## STORED RECORDS
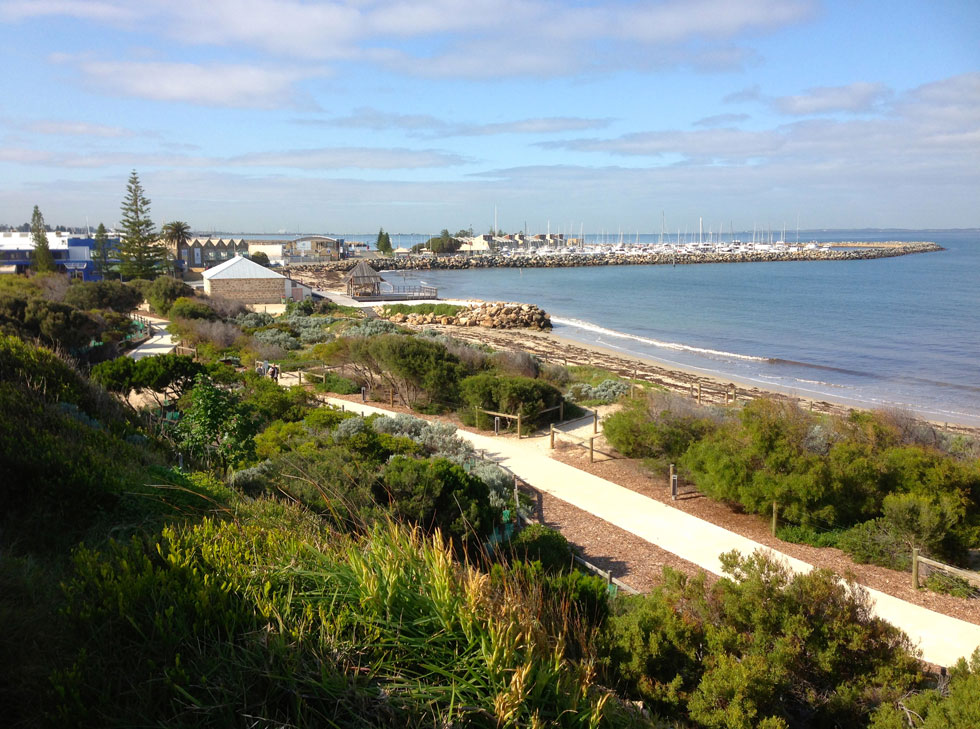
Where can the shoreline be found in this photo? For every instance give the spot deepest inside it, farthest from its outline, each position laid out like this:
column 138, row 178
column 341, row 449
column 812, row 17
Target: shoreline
column 559, row 349
column 674, row 377
column 835, row 251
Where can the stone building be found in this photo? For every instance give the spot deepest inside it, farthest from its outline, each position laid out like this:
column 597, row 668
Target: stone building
column 240, row 279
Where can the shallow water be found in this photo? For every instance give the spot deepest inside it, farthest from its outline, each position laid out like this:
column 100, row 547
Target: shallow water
column 897, row 332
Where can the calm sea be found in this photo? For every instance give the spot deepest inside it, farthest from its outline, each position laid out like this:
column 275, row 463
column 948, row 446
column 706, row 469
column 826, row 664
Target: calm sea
column 897, row 332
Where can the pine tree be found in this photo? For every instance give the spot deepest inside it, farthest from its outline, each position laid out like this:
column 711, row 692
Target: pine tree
column 383, row 243
column 140, row 254
column 42, row 260
column 100, row 251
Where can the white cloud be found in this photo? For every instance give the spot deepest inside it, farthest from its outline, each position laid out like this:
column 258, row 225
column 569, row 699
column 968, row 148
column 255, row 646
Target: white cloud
column 460, row 38
column 321, row 159
column 853, row 98
column 365, row 158
column 429, row 126
column 114, row 12
column 78, row 129
column 223, row 85
column 720, row 120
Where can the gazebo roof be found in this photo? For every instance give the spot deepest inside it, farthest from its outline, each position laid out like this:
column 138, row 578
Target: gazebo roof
column 362, row 274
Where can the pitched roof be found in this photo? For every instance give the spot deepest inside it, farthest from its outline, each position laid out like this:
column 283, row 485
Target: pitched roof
column 362, row 273
column 239, row 267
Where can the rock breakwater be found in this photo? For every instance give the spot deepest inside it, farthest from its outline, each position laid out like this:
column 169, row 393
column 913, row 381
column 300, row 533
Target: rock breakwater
column 826, row 252
column 491, row 315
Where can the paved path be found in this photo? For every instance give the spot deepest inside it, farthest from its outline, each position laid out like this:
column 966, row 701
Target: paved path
column 943, row 639
column 159, row 342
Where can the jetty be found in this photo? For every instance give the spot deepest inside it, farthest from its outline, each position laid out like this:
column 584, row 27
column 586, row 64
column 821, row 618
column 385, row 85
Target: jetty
column 366, row 284
column 641, row 256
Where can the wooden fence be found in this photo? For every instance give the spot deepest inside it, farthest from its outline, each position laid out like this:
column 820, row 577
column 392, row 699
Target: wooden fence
column 973, row 578
column 579, row 440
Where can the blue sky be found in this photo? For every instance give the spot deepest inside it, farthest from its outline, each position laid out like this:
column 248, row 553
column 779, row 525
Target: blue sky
column 261, row 116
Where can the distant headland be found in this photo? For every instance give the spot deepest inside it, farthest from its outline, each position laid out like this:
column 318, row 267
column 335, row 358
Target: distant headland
column 641, row 255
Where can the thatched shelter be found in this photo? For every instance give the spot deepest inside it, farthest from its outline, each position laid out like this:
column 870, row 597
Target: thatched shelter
column 363, row 281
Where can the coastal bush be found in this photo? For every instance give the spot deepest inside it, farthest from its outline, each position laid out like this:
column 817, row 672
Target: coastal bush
column 189, row 308
column 277, row 338
column 518, row 364
column 263, row 617
column 539, row 543
column 606, row 391
column 371, row 328
column 649, row 427
column 761, row 646
column 508, row 395
column 947, row 584
column 332, row 382
column 389, row 310
column 163, row 291
column 113, row 295
column 253, row 319
column 874, row 543
column 437, row 494
column 54, row 324
column 421, row 371
column 799, row 534
column 950, row 703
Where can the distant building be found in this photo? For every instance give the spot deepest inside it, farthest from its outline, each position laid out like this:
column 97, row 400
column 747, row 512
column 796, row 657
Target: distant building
column 318, row 247
column 201, row 253
column 240, row 279
column 72, row 254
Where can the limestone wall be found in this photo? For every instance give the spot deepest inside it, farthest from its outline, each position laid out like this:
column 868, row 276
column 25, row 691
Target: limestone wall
column 248, row 290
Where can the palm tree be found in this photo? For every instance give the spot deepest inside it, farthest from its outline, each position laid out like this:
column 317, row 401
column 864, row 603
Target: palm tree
column 176, row 233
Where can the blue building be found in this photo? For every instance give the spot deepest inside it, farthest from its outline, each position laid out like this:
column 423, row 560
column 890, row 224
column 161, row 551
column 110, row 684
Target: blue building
column 72, row 254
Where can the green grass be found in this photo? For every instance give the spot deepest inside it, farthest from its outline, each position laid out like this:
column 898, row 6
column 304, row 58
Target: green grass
column 435, row 309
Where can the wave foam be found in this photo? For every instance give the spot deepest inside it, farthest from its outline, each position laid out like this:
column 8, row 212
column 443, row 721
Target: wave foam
column 588, row 326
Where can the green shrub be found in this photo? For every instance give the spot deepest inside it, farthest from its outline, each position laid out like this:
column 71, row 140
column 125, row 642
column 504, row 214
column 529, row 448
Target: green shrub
column 952, row 704
column 947, row 584
column 508, row 395
column 799, row 534
column 761, row 646
column 436, row 494
column 188, row 308
column 332, row 382
column 164, row 291
column 873, row 542
column 605, row 392
column 538, row 543
column 118, row 297
column 389, row 310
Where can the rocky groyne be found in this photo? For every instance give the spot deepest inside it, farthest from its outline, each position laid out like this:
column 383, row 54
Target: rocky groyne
column 491, row 315
column 826, row 252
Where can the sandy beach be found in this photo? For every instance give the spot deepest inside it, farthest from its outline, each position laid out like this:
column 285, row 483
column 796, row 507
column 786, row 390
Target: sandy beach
column 557, row 349
column 714, row 391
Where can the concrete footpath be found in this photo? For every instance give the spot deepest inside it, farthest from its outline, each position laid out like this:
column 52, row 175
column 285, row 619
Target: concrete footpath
column 159, row 342
column 942, row 639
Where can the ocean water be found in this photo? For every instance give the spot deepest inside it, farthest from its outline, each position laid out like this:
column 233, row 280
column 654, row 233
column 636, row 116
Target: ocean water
column 888, row 333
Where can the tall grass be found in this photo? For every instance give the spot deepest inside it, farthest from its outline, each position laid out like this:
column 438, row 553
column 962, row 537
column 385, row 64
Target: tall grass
column 270, row 617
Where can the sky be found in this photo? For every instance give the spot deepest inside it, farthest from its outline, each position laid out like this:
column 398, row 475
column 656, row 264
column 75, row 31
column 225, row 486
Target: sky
column 268, row 116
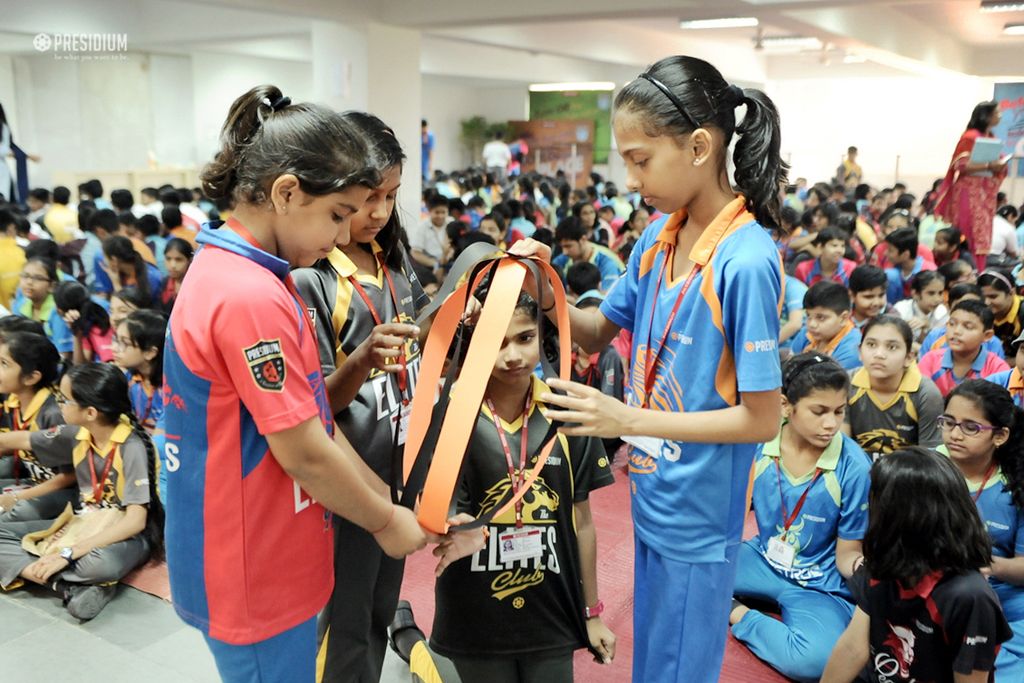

## GOAL OF THE EXERCISE
From the data above, extract every line that contains the string "breakwater", matching case exactly.

## EXPECTED OUTPUT
Where can the rock breakwater be found in this photo? For every instance give the spot deepest inside it, farthest from its outline, each position laid out like this:
Target: rock breakwater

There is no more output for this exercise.